TEXT below:

Titania nanotube interface to increase adhesion strength of hydroxyapatite sol-gel coatings on Ti-6Al-4V for orthopedic applications

Abstract

Sol-gel coating hydroxyapatite (HA) allows for non-line-of-sight coatings on metallic implants that enhance biocompatibility and osseointegration, but coatings are on the order of a few microns thick and have poor adhesion, especially at low sintering temperatures; Both issues can limit implant longevity. In order to improve coating adhesion strength, a titania nanotube interface was used to reduce thermal mismatch and provide a nano-scale surface morphology for mechanical interlocking, while multiple dip-coatings achieved coating thicknesses >70 μm. In this study, Ti-6Al-4V disks were anodized to produce self-assembled titania (TiO2) nanotubes (NTs) on the surface of the substrates, while HA sol-gel was used to dip-coat the samples. The titania layers measured 800–900 nm thick, with nanotube pore widths of 90 ± 12 nm. Pure HA coating thicknesses were measured at 73.3 ± 10.5 μm and 84.97 ± 18.1 μm for polished Ti-6Al-4 V and anodized Ti-6Al-4V, respectively. The adhesion strengths of pure HA coatings on anodized (NT) surfaces were significantly higher (P < 0.05, N = 7) than polished surfaces at 19.02 ± 3.36 MPa and 13.8 ± 3.28, respectively. Strontium was doped into sol-gel coatings (Sr-Sol) to enhance bioactivity and showed a significant increase in preosteoblast MTT optical density after 3 days of culture compared to pure HA sol-gel, and plasma sprayed pure HA and strontium-HA (Sr-HA). SEM imaging showed well attached osteoblast cells with a similar morphology of multiple, long filopodia across all samples. This study shows that forming titania nanotubes through anodization is a viable approach to increase the adhesion strength of sol-gel coatings sintered at low temperatures, and demonstrates a facile method to incorporate dopants that enhance the osteoconductivity of HA sol-gels.

End of TEXT.

ASSIGNMENT
List each value in the titania nanotube abstract that carries a ± figure, and say what each one measures. The material after this point comes from a different source than the abstract.

RECORD EXCERPTS below:

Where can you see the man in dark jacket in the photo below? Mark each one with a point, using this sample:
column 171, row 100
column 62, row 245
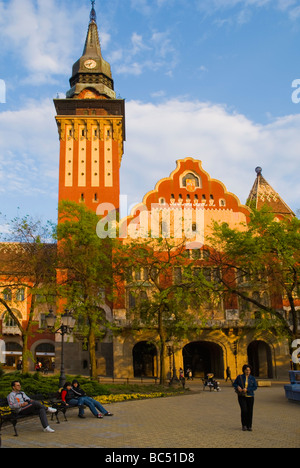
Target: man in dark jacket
column 70, row 397
column 245, row 386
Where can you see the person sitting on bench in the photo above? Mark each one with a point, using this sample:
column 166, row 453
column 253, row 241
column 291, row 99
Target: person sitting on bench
column 19, row 402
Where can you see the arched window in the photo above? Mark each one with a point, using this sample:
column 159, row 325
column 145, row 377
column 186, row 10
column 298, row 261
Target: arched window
column 191, row 181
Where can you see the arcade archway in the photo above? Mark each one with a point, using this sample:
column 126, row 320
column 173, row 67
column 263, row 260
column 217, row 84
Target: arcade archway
column 260, row 359
column 203, row 357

End of RECORD EXCERPTS.

SOLUTION FOR THIS PROBLEM
- 90 ± 12 nm: nanotube pore width
- 73.3 ± 10.5 μm: pure HA coating thickness on polished Ti-6Al-4V
- 84.97 ± 18.1 μm: pure HA coating thickness on anodized Ti-6Al-4V
- 19.02 ± 3.36 MPa: adhesion strength of pure HA coatings on anodized (NT) surfaces
- 13.8 ± 3.28: adhesion strength of pure HA coatings on polished surfaces